What this task involves
Put all the entries below into a Markdown table with two columns, "No." for the row number and "Line" for the line itself. Leave out any blank lines.

Extracted data
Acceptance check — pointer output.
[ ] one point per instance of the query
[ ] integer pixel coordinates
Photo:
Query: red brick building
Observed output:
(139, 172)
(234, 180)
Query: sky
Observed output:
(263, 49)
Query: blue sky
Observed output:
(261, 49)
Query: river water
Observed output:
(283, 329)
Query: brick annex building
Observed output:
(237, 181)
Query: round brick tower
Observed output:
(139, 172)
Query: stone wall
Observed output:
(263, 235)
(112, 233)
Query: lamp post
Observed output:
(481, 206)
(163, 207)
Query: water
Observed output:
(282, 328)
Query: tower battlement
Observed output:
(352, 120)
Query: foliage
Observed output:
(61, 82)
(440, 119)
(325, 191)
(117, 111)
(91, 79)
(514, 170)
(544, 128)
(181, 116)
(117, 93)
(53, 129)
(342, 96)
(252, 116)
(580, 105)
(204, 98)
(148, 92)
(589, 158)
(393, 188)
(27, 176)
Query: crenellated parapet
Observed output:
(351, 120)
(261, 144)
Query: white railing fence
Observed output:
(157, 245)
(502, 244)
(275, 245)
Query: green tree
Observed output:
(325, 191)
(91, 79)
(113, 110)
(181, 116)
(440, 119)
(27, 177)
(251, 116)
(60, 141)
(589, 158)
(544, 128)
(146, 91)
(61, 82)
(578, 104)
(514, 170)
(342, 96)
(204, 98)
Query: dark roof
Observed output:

Final answer
| No. | Line |
|---|---|
| 1 | Acceptance check — pointer output. |
| 2 | [ ] one point per instance of the query |
| 3 | [ ] integer pixel coordinates |
| 4 | Photo: |
| 5 | Query: red brick building |
| 6 | Observed output: |
| 7 | (139, 172) |
| 8 | (234, 180) |
| 9 | Query: sky |
| 10 | Observed output: |
| 11 | (263, 49) |
| 12 | Query: blue sky |
| 13 | Observed output: |
| 14 | (261, 49) |
| 15 | Query: river water |
| 16 | Observed output: |
| 17 | (283, 329) |
| 18 | Query: brick annex building |
| 19 | Observed output: |
| 20 | (237, 181) |
| 21 | Query: round brick tower |
| 22 | Observed output: |
| 23 | (139, 172) |
| 24 | Query: stone wall |
| 25 | Observed output: |
| 26 | (263, 235) |
| 27 | (112, 233) |
| 28 | Query: lamp post |
| 29 | Observed output: |
| 30 | (481, 206) |
| 31 | (163, 207) |
| 32 | Query: water |
| 33 | Observed output: |
| 34 | (282, 328) |
| 35 | Query: tower battlement |
| 36 | Observed output: |
| 37 | (352, 120) |
| 38 | Query: foliage |
| 39 | Observed output: |
| 40 | (61, 82) |
| 41 | (440, 119) |
| 42 | (325, 191) |
| 43 | (117, 111) |
| 44 | (91, 79) |
| 45 | (514, 170) |
| 46 | (544, 128) |
| 47 | (181, 116) |
| 48 | (117, 93) |
| 49 | (53, 129) |
| 50 | (342, 96) |
| 51 | (252, 116) |
| 52 | (580, 105) |
| 53 | (204, 98) |
| 54 | (148, 92) |
| 55 | (589, 158) |
| 56 | (393, 188) |
| 57 | (27, 176) |
| 58 | Query: crenellated parapet |
| 59 | Observed output: |
| 60 | (351, 120) |
| 61 | (261, 144) |
| 62 | Query: white railing fence |
| 63 | Observed output: |
| 64 | (157, 245) |
| 65 | (502, 244) |
| 66 | (275, 245) |
| 67 | Query: green tree |
| 68 | Observed output: |
| 69 | (325, 191) |
| 70 | (91, 79) |
| 71 | (113, 110) |
| 72 | (181, 116) |
| 73 | (440, 119) |
| 74 | (27, 177) |
| 75 | (251, 116) |
| 76 | (60, 141) |
| 77 | (589, 158) |
| 78 | (544, 128) |
| 79 | (146, 91) |
| 80 | (61, 82) |
| 81 | (578, 104) |
| 82 | (514, 170) |
| 83 | (342, 96) |
| 84 | (204, 98) |
| 85 | Query: dark roof |
| 86 | Observed output: |